State how many lines of the data below contain the word "umbrella". Give only the number.

Entries from a dataset
- - - - -

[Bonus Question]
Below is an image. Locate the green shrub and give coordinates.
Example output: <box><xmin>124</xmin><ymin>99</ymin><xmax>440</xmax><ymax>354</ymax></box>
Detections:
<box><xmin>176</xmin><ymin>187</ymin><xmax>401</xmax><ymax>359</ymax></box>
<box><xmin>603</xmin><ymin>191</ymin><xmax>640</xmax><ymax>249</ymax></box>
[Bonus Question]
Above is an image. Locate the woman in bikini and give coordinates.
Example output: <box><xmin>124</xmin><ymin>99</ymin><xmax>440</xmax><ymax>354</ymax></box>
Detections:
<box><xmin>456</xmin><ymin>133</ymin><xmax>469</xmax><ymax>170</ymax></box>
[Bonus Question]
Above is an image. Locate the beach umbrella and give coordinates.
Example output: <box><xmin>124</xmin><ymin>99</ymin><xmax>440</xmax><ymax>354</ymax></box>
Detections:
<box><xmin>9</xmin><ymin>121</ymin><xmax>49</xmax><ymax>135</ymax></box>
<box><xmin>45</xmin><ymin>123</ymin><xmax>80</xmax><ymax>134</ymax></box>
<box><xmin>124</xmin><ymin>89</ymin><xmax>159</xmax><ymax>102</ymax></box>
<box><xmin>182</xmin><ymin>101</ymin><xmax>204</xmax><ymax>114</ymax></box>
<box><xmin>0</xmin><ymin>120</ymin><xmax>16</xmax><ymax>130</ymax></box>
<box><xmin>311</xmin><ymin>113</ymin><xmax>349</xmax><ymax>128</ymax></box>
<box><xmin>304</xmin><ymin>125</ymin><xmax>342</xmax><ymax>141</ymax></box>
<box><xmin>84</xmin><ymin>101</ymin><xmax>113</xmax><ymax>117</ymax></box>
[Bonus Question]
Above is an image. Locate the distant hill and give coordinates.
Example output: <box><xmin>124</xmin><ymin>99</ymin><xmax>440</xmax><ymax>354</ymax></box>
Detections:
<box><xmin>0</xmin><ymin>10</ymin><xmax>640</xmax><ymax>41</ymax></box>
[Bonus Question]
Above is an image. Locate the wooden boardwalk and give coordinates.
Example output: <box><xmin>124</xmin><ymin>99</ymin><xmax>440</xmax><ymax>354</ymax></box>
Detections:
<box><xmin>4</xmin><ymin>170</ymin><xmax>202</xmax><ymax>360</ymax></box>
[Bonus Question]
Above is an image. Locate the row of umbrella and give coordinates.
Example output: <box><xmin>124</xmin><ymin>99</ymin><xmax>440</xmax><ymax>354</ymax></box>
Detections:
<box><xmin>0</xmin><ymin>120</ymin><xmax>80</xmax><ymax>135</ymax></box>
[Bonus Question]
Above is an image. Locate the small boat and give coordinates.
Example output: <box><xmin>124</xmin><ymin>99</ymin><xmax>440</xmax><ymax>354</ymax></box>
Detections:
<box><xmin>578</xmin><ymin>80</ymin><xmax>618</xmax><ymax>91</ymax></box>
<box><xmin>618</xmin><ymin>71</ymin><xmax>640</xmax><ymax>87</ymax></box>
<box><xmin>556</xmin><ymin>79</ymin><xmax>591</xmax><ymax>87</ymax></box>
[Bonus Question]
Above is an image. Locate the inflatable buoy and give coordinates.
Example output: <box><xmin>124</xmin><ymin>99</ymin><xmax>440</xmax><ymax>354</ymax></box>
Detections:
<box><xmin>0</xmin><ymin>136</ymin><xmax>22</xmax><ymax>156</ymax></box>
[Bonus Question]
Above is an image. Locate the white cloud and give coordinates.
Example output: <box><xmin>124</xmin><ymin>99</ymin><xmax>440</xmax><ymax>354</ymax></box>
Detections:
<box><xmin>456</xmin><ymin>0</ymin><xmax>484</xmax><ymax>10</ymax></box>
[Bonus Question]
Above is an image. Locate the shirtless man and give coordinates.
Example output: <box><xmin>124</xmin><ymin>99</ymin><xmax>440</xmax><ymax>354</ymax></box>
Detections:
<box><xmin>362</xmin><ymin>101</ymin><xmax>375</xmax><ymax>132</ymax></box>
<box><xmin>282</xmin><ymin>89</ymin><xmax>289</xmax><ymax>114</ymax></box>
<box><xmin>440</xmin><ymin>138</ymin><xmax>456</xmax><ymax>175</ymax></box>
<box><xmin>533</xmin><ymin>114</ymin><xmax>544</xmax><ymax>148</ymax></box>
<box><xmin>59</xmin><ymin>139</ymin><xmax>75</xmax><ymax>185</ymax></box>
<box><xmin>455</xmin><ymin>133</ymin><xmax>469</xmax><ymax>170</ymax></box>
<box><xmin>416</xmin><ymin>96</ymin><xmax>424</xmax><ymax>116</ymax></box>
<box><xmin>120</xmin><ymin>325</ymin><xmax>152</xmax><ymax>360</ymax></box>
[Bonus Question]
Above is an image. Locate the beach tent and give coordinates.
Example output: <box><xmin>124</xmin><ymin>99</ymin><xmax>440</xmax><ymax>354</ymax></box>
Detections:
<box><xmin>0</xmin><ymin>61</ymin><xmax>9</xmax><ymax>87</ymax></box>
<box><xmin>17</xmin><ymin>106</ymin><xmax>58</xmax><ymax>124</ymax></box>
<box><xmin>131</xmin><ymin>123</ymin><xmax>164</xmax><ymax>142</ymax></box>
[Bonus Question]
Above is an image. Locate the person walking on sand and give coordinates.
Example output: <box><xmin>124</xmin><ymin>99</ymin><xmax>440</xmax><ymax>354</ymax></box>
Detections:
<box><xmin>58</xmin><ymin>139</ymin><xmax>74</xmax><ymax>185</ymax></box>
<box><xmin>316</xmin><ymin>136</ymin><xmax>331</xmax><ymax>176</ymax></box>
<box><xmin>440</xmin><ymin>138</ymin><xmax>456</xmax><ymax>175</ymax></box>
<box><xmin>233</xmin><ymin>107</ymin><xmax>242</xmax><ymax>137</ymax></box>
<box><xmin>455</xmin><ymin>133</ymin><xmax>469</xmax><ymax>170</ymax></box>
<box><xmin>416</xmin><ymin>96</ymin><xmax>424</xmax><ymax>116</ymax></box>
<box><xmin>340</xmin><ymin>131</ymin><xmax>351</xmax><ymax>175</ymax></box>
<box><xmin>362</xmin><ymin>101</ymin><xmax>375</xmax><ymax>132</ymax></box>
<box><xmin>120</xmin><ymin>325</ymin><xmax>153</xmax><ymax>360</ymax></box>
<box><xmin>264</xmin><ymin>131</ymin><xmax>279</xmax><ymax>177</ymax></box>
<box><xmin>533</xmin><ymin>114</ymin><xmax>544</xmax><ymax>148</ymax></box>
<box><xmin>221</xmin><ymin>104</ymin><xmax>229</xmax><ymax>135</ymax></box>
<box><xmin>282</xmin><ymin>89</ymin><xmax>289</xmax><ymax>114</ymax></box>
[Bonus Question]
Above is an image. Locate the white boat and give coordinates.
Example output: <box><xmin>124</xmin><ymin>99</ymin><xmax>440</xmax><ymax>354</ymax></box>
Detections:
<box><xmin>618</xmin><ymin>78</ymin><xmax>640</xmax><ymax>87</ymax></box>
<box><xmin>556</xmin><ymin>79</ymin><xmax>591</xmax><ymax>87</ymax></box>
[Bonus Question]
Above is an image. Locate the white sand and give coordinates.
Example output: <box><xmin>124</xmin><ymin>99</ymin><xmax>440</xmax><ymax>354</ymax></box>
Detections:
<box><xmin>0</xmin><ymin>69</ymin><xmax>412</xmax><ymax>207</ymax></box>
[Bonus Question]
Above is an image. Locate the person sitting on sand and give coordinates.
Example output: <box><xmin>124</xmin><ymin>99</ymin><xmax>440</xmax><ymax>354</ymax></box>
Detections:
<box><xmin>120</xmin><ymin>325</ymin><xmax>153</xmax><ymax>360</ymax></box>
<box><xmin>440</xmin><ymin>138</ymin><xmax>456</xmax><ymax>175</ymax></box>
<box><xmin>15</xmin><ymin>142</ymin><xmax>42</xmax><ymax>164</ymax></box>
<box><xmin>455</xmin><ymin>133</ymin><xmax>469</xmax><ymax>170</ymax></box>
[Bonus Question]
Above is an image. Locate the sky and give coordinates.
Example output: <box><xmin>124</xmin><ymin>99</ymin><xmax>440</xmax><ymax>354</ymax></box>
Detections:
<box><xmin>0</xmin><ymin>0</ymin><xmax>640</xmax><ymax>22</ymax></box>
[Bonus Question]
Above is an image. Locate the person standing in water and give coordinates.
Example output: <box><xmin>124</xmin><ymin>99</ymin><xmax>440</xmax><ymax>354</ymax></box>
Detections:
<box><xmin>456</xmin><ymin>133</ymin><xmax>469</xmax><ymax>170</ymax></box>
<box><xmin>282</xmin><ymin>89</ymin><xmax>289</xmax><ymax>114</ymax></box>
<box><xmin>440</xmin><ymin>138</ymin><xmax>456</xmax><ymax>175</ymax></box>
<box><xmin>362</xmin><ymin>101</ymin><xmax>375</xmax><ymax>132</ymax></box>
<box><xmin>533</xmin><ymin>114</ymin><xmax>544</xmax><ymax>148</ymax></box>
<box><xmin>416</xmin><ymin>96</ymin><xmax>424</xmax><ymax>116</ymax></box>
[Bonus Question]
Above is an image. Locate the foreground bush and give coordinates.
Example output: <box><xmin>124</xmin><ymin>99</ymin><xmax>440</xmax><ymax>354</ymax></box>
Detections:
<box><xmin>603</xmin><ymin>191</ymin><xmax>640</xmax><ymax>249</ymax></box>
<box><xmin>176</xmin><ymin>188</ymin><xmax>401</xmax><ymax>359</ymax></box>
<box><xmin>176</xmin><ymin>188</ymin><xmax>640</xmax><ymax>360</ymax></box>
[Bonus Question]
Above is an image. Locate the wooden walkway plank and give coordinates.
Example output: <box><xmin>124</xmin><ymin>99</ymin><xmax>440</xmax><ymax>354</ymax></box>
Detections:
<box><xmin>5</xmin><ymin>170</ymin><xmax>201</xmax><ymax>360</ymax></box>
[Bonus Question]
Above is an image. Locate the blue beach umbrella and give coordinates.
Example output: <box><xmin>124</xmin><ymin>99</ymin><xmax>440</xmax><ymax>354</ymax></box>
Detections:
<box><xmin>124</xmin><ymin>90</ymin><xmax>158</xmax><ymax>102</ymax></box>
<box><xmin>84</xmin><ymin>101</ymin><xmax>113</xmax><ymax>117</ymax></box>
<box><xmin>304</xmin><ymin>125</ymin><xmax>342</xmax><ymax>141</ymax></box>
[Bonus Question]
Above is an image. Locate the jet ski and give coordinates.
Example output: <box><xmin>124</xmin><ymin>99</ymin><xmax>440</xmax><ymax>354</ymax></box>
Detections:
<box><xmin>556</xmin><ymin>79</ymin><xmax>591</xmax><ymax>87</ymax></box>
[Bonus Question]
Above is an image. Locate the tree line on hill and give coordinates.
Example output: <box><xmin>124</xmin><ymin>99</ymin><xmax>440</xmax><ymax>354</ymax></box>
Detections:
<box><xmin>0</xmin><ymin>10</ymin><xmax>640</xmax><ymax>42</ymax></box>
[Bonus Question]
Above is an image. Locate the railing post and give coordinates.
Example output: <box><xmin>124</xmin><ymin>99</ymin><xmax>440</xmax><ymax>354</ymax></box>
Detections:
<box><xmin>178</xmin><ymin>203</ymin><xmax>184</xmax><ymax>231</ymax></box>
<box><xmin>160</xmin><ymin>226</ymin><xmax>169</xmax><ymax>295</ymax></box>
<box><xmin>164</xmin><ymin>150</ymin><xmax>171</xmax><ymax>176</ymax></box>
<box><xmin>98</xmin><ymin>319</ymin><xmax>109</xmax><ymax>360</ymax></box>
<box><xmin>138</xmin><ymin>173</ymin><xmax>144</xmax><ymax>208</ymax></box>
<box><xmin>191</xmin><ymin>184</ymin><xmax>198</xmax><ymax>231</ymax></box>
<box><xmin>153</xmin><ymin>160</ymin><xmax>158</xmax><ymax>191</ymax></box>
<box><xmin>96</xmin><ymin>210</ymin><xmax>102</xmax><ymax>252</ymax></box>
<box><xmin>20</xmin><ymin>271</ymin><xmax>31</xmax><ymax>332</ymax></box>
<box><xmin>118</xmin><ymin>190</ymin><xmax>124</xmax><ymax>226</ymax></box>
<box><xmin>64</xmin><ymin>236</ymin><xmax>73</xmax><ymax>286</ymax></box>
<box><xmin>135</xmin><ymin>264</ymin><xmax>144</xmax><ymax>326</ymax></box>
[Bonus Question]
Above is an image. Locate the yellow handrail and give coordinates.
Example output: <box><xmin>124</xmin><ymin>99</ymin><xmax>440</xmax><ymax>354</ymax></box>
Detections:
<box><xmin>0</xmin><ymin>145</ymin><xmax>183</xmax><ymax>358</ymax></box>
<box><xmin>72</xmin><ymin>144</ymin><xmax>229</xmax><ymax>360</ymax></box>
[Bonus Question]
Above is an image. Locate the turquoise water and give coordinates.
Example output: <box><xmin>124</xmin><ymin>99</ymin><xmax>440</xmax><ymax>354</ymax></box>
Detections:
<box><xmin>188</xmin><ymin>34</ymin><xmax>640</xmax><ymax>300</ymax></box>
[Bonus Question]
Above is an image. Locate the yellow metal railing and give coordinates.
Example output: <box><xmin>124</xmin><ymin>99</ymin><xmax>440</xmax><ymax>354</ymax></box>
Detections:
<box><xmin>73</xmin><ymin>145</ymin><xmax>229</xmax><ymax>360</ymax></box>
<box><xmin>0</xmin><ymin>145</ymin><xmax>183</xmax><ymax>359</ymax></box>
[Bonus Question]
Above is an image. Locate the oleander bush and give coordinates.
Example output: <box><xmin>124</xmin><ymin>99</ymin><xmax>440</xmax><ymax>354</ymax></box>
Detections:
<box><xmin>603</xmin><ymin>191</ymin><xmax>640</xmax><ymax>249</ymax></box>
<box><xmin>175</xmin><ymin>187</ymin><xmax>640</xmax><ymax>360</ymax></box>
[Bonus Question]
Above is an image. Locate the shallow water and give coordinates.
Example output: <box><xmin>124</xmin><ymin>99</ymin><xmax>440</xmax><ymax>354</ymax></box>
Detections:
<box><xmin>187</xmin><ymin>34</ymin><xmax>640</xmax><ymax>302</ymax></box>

- - - - -

FULL RESPONSE ▸ 3